To do: Summarize the Bach discussion below in three sentences.

Source passage:
With regard to the six-voice fugue: The legend has it that Bach was not able to improvise one — one of the reasons the whole story got famous is that Frederick even dared to ask Bach to do it. I don’t have a specific reference —- but I never heard the claim that Bach was able to do it, so I could refer to every biography and Wikipedia entry about Bach that I know of.

Posted by: Tim vB on January 25, 2010 11:17 AM | Permalink | Reply to this

Re: This Week’s Finds in Mathematical Physics (Week 291)

I got my information from Timothy Smith’s webpage 10 Canons of the Musical Offering, which I cited. This page seems to be down right now, but you can still read the cached version, and it says:

In 1746 Frederick the Great extended an invitation to Johann Sebastian to visit the Prussian court in Berlin. The invitation may have come at the behest of Carl Philip Emanuel, Sebastian’s son then in the employ of the king, or it may have been engineered by Count Keyserlingk, Russian ambassador and patron of Bach. In the spring of 1747 the elderly composer arrived in Potsdam where he was received graciously, if not deferentially, as shown by Frederick’s (or Carl Philip Emanuel’s) calling upon Sebastian as “Old Bach.”

The guest was immediately asked to test Frederick’s new Silbermann fortepianos and the ensuing display of technique was impressive enough for the emperor to propose a musical subject upon which Bach was requested to improvise a fugue. If contemporary accounts are to be believed, Johann Sebastian improvised at that time two fugues: one for three voices and one for six. Upon his return to Leipzig Bach added to the fugues a strict set of canons and a trio sonata featuring the “royal theme” in the flute part (Frederick’s own instrument) which he had engraved and sent to the emperor as a “Musical Offering.”

Posted by: John Baez on January 25, 2010 7:12 PM | Permalink | Reply to this

Bach and the fugue with six voices

I checked my sources and can offer a simple solution to this question: It would seem that Bach improvised a fugue with six voices, but did not use the theme that Frederick had given to him. Bach noticed that this would be too difficult, chose a theme on his own and improvised the fugue using that.

Bach himself confirms this in the dedication of the “musikalisches Opfer”, referring to his visit to Potsdam:

“Ich bemerkte aber gar bald, dass wegen Mangels noetiger Vorbereitung die Ausfuehrung nicht also geraten wollte, als es ein so treffliches Thema erforderte.”

Roughly: “I soon noticed that - lacking the necessary preparation - the execution would not succeed in a way that would be appropriate for such an excellent theme.”

(That’s why I thought to remember that Bach did not succeed at all, which is wrong).

Posted by: Tim van Beek on January 26, 2010 9:37 AM | Permalink | Reply to this

Re: This Week’s Finds in Mathematical Physics (Week 291)

Conc. Bach: Historians of music apparently suspect that C. Ph. E. Bach suppressed the last parts of J.S. Bach’s “Art of Fugue”, here is an interview with Ton Koopman mentioning that.

Posted by: Thomas on January 24, 2010 10:57 AM | Permalink | Reply to this

Re: This Week’s Finds in Mathematical Physics (Week 291)

Stored items from a collection:

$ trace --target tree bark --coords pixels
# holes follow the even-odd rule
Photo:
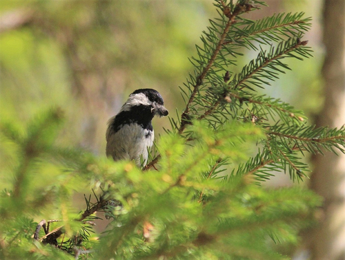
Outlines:
[[[324,0],[323,17],[325,99],[316,124],[340,127],[345,123],[345,0]],[[328,152],[313,162],[310,187],[324,204],[322,220],[310,234],[311,259],[345,259],[345,155]]]

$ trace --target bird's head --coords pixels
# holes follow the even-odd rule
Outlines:
[[[121,111],[130,111],[133,107],[144,106],[149,108],[154,116],[166,116],[168,111],[164,107],[164,101],[161,94],[152,89],[140,89],[132,93]]]

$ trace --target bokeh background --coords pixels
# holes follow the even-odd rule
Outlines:
[[[304,110],[313,122],[319,118],[325,100],[324,2],[266,3],[269,7],[246,17],[281,12],[313,17],[304,40],[309,41],[314,58],[287,61],[293,70],[264,90]],[[107,121],[135,89],[156,89],[170,116],[181,111],[179,86],[193,71],[188,58],[195,54],[195,45],[216,15],[212,0],[1,0],[0,118],[24,126],[41,111],[59,107],[67,122],[57,142],[105,156]],[[247,52],[234,69],[239,71],[254,57]],[[156,136],[170,127],[166,118],[153,124]],[[0,149],[0,169],[7,163],[1,155]],[[0,174],[0,188],[8,180]],[[292,184],[279,174],[268,185]]]

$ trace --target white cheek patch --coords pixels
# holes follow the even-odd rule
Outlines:
[[[123,111],[130,111],[130,108],[133,106],[138,106],[139,105],[150,106],[152,104],[152,102],[150,101],[144,93],[137,93],[130,96],[127,101],[126,101],[126,103],[122,106],[120,112]]]

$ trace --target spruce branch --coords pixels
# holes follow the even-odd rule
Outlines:
[[[186,105],[186,109],[184,109],[184,111],[182,113],[181,117],[181,124],[178,131],[178,133],[179,134],[181,134],[184,132],[186,125],[189,124],[190,107],[192,102],[194,101],[195,95],[198,92],[200,86],[203,84],[203,80],[204,78],[206,77],[206,74],[208,74],[211,67],[213,65],[213,63],[215,63],[215,61],[221,49],[221,47],[225,41],[228,32],[229,31],[231,25],[236,22],[235,18],[241,13],[248,12],[253,8],[253,6],[251,5],[249,5],[248,3],[239,3],[236,5],[233,11],[231,12],[231,10],[229,8],[229,6],[226,5],[225,2],[223,0],[220,0],[220,3],[221,4],[221,6],[223,7],[223,13],[226,17],[228,17],[228,21],[226,21],[225,26],[224,27],[223,31],[219,38],[219,41],[217,43],[215,48],[213,50],[210,59],[208,60],[206,65],[202,69],[201,73],[197,78],[196,83],[193,86],[193,91],[190,96],[189,100],[187,102],[187,104]]]
[[[213,164],[211,170],[210,171],[210,173],[208,173],[208,175],[206,177],[206,180],[208,180],[208,179],[210,179],[211,177],[211,176],[213,175],[213,173],[215,173],[215,170],[218,167],[219,163],[222,161],[222,160],[223,160],[222,158],[219,158],[218,160],[217,160],[217,161],[215,162],[215,164]],[[205,191],[205,188],[203,188],[201,192],[200,193],[200,195],[199,196],[198,202],[201,202],[201,201],[202,201],[202,196],[204,195],[204,191]]]
[[[286,37],[297,37],[301,30],[308,30],[311,25],[310,19],[302,19],[304,15],[304,12],[293,14],[290,12],[281,13],[255,21],[240,21],[235,29],[244,26],[230,32],[228,36],[229,40],[224,41],[224,45],[235,44],[247,48],[250,46],[257,50],[257,46],[250,41],[260,44],[270,44],[271,41],[283,41]]]
[[[262,84],[269,85],[266,78],[274,80],[277,78],[277,72],[284,73],[284,70],[279,68],[279,67],[283,69],[290,69],[287,65],[282,63],[279,61],[279,59],[288,56],[300,58],[294,55],[293,52],[297,52],[297,54],[304,57],[310,56],[308,51],[303,48],[307,43],[308,41],[301,41],[299,39],[297,40],[289,39],[281,42],[275,49],[274,47],[271,47],[268,53],[266,51],[262,50],[259,52],[257,58],[251,61],[248,65],[244,66],[242,72],[237,76],[235,76],[233,88],[235,89],[243,89],[247,87],[253,89],[248,85],[246,84],[246,82],[249,81],[250,79],[252,80],[249,82],[259,87],[262,87]],[[268,69],[270,69],[272,71]],[[255,76],[255,74],[257,74],[257,76]]]

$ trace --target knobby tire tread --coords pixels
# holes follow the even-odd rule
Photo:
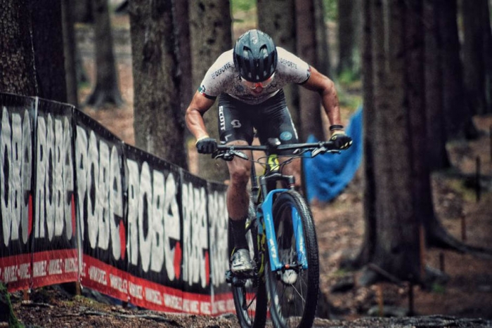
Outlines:
[[[316,315],[316,307],[318,304],[318,298],[319,294],[319,258],[318,251],[318,242],[316,238],[316,229],[313,216],[311,210],[302,196],[299,192],[294,190],[288,190],[281,193],[275,200],[273,206],[273,219],[275,220],[276,211],[280,211],[282,207],[285,206],[284,202],[291,203],[292,206],[295,206],[297,212],[301,218],[301,221],[303,225],[304,241],[306,243],[307,261],[308,261],[308,281],[307,281],[307,297],[306,298],[306,304],[302,313],[302,318],[297,327],[311,327],[314,321]],[[276,230],[277,228],[276,228]],[[277,231],[276,231],[276,235]],[[277,238],[279,237],[277,236]],[[269,293],[273,293],[277,290],[276,287],[275,277],[273,273],[270,270],[269,263],[267,264],[267,280],[266,287]],[[272,279],[273,277],[273,279]],[[279,317],[279,315],[276,312],[273,301],[273,295],[270,295],[271,306],[270,312],[271,319],[274,327],[283,328],[285,326],[283,324]],[[288,326],[290,327],[290,326]]]

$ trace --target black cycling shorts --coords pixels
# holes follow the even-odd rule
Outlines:
[[[251,145],[254,128],[264,145],[269,138],[277,138],[283,144],[299,142],[283,90],[257,105],[246,104],[227,93],[219,96],[219,134],[222,143],[243,140]]]

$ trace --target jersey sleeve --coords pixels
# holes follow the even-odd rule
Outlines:
[[[235,70],[232,53],[232,49],[224,53],[207,71],[198,87],[198,92],[201,95],[215,100],[226,91],[228,79]]]
[[[277,47],[278,64],[277,70],[287,77],[289,82],[304,84],[311,77],[311,66],[283,48]]]

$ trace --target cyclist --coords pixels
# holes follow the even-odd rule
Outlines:
[[[320,94],[331,124],[330,140],[339,149],[350,147],[352,140],[341,124],[333,82],[294,54],[276,47],[266,33],[251,29],[238,39],[233,49],[216,59],[186,110],[186,125],[196,138],[198,152],[209,154],[216,150],[216,140],[209,137],[202,116],[217,97],[221,142],[251,145],[254,128],[261,143],[269,138],[277,138],[282,143],[299,142],[282,89],[290,83]],[[294,175],[297,181],[300,181],[298,164],[290,163],[284,169],[286,174]],[[231,270],[235,273],[253,269],[245,231],[251,165],[237,157],[228,162],[231,182],[226,203],[235,247]]]

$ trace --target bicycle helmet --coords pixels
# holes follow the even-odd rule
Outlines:
[[[273,40],[259,29],[250,29],[238,39],[233,56],[240,75],[250,82],[266,80],[277,67],[277,49]]]

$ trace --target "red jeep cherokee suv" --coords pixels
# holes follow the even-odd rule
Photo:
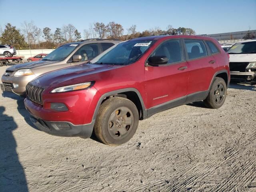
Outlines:
[[[40,130],[118,145],[139,120],[204,100],[224,103],[230,75],[227,54],[215,39],[155,36],[119,43],[86,64],[48,73],[26,86],[27,110]]]

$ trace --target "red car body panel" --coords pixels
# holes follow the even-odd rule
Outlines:
[[[215,40],[206,37],[173,36],[144,38],[156,42],[135,62],[126,66],[88,64],[58,70],[40,76],[39,85],[46,88],[42,93],[43,104],[38,104],[27,98],[25,105],[34,116],[49,122],[68,122],[74,125],[94,124],[94,117],[104,94],[122,89],[138,90],[146,111],[170,101],[209,90],[214,75],[225,70],[230,74],[229,60],[218,43],[215,42],[220,52],[202,58],[166,66],[145,66],[152,51],[163,41],[172,38],[193,38]],[[214,60],[214,63],[210,63]],[[187,67],[183,70],[181,67]],[[63,93],[50,93],[56,87],[91,81],[89,89]],[[68,110],[58,112],[50,108],[50,103],[61,102]],[[147,114],[144,114],[145,116]]]

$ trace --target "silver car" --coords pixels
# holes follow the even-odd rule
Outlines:
[[[5,57],[11,57],[16,54],[15,48],[10,45],[0,45],[0,55]]]
[[[1,89],[25,96],[28,83],[39,76],[86,63],[120,42],[109,39],[91,39],[62,45],[41,60],[8,68],[2,77]]]

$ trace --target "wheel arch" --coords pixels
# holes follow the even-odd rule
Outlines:
[[[212,84],[213,83],[213,81],[215,77],[220,77],[223,79],[227,85],[227,88],[229,86],[230,82],[228,78],[228,71],[226,70],[222,70],[216,72],[213,76],[212,79],[211,84],[209,86],[209,88],[208,89],[208,92],[210,91],[210,90],[211,88],[211,87],[212,86]]]
[[[100,105],[108,98],[116,96],[125,97],[132,102],[138,110],[140,120],[142,120],[147,116],[147,112],[140,92],[135,88],[126,88],[115,90],[103,94],[98,102],[93,114],[92,121],[94,121],[96,119]]]

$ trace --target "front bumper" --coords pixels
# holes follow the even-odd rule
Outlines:
[[[26,85],[36,77],[34,75],[22,77],[10,77],[3,75],[2,77],[2,82],[5,88],[5,90],[2,89],[2,90],[12,92],[19,95],[25,95]],[[14,88],[12,86],[14,83],[18,84],[18,87]]]
[[[75,125],[70,122],[47,121],[32,114],[30,119],[39,130],[51,135],[64,137],[89,138],[92,135],[94,125],[94,122],[89,124]]]
[[[232,79],[250,80],[254,78],[256,78],[256,72],[230,71],[230,77]]]

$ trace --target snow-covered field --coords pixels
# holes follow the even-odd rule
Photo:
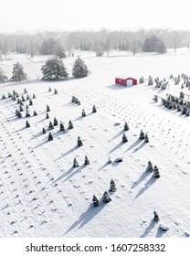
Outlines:
[[[190,117],[164,108],[160,101],[155,103],[153,98],[155,94],[165,98],[166,93],[179,96],[181,83],[174,85],[169,76],[190,75],[190,53],[185,49],[165,55],[111,52],[110,57],[96,58],[86,52],[80,56],[91,74],[59,82],[38,80],[47,57],[11,55],[0,62],[10,77],[13,63],[20,61],[30,79],[30,82],[0,85],[0,236],[189,237]],[[69,73],[74,59],[64,60]],[[163,91],[148,86],[146,80],[125,88],[114,84],[119,74],[138,80],[141,76],[159,76],[169,80],[170,86]],[[25,88],[37,98],[29,106],[31,117],[26,118],[24,111],[19,119],[15,114],[17,102],[7,95],[15,90],[20,98],[26,98]],[[183,91],[190,94],[187,88]],[[3,94],[5,100],[1,100]],[[72,96],[81,105],[72,103]],[[47,104],[49,119],[46,119]],[[86,117],[81,117],[82,109]],[[66,132],[55,126],[49,142],[48,123],[54,117],[63,122]],[[30,128],[26,128],[26,120]],[[69,120],[72,130],[68,129]],[[139,140],[141,129],[148,133],[148,144]],[[121,143],[123,133],[126,144]],[[77,146],[78,136],[83,141],[81,147]],[[85,155],[90,165],[84,165]],[[123,162],[108,164],[109,156],[122,157]],[[78,168],[72,168],[75,157]],[[146,171],[149,160],[158,166],[160,178]],[[104,204],[101,197],[111,179],[117,190]],[[93,195],[100,200],[97,208],[90,205]],[[153,220],[154,210],[158,222]],[[162,231],[160,224],[169,230]]]

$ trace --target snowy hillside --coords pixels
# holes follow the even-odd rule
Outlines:
[[[189,75],[190,53],[80,56],[91,74],[59,82],[38,80],[46,60],[41,56],[31,59],[13,55],[0,63],[10,77],[13,63],[18,60],[30,78],[30,82],[0,84],[0,237],[190,236],[190,117],[153,101],[154,95],[179,95],[182,82],[174,85],[169,76]],[[69,73],[74,59],[64,60]],[[143,76],[145,82],[132,88],[115,85],[118,74],[138,80]],[[148,86],[149,75],[165,78],[169,87]],[[22,118],[16,116],[17,101],[7,97],[13,91],[26,99]],[[190,95],[187,88],[183,91]],[[26,95],[32,98],[34,93],[28,109],[31,116],[26,117]],[[6,99],[2,100],[3,94]],[[81,104],[71,102],[72,96]],[[81,117],[83,109],[85,117]],[[48,141],[49,121],[55,117],[58,125],[50,131],[53,141]],[[60,122],[65,132],[59,131]],[[125,122],[129,131],[123,130]],[[139,139],[142,129],[148,133],[149,143]],[[122,143],[123,133],[127,143]],[[80,147],[79,136],[83,142]],[[89,165],[84,165],[85,155]],[[117,157],[123,161],[115,162]],[[74,158],[79,165],[77,168],[72,167]],[[158,166],[160,178],[146,171],[149,160]],[[101,197],[109,191],[111,179],[117,190],[104,204]],[[97,208],[91,206],[93,195],[100,200]],[[158,222],[153,220],[154,210]],[[162,231],[160,224],[169,229]]]

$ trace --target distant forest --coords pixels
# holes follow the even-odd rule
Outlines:
[[[156,44],[156,47],[154,46]],[[159,46],[158,46],[159,44]],[[74,54],[75,50],[91,50],[96,56],[107,55],[111,50],[127,50],[134,55],[140,51],[164,53],[167,48],[190,47],[190,31],[168,29],[140,29],[138,31],[37,31],[1,33],[0,58],[9,53],[54,54],[61,58]]]

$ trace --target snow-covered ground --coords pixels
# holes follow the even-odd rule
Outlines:
[[[11,76],[13,63],[20,61],[30,82],[0,85],[0,236],[1,237],[188,237],[190,236],[190,117],[155,103],[155,94],[179,96],[181,83],[169,80],[173,73],[189,75],[190,53],[178,50],[164,55],[132,56],[111,52],[96,58],[79,53],[91,71],[84,79],[43,82],[40,68],[47,57],[11,55],[0,66]],[[64,60],[69,73],[75,58]],[[114,84],[115,76],[169,80],[163,91],[143,84],[125,88]],[[52,91],[48,91],[51,87]],[[16,101],[7,98],[15,90],[21,98],[24,89],[37,98],[29,106],[31,117],[16,117]],[[54,94],[54,89],[58,93]],[[190,94],[187,88],[185,93]],[[78,97],[81,105],[71,103]],[[25,101],[28,104],[28,101]],[[46,119],[47,104],[50,107]],[[97,112],[92,113],[96,105]],[[87,116],[81,117],[82,109]],[[33,116],[34,110],[37,115]],[[52,130],[54,117],[63,122]],[[26,128],[28,120],[30,128]],[[69,130],[71,120],[74,129]],[[123,130],[124,122],[130,130]],[[47,133],[42,134],[45,127]],[[150,142],[139,140],[140,131]],[[125,133],[128,143],[121,143]],[[83,146],[77,146],[78,136]],[[84,165],[87,155],[90,165]],[[123,162],[108,164],[122,157]],[[72,168],[77,158],[79,167]],[[146,171],[148,161],[159,168],[156,179]],[[104,204],[101,197],[113,179],[117,191]],[[100,206],[90,205],[96,195]],[[154,222],[153,210],[160,220]],[[169,230],[160,230],[165,224]]]

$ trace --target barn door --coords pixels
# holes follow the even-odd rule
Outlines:
[[[126,80],[126,86],[127,86],[127,87],[132,86],[132,80]]]

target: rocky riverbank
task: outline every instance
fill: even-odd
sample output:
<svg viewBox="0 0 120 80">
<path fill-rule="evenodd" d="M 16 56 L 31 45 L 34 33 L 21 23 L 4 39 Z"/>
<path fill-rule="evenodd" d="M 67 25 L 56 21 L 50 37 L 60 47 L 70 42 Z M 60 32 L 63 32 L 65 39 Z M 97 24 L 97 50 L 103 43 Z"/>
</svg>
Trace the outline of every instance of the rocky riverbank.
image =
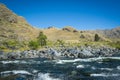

Result for this task: One commenter first recalls a legend that Bach could not improvise a six-voice fugue when Frederick asked him to, and John Baez answers by quoting a webpage which says that, if contemporary accounts are believed, Bach improvised two fugues at the Prussian court, one for three voices and one for six. After checking sources, the first commenter concludes that Bach did improvise a six-voice fugue, but on a theme of his own, because he saw that Frederick's theme would be too difficult, as he confirms in the dedication of the "musikalisches Opfer." Another commenter adds that music historians apparently suspect C. Ph. E. Bach suppressed the last parts of J.S. Bach's "Art of Fugue."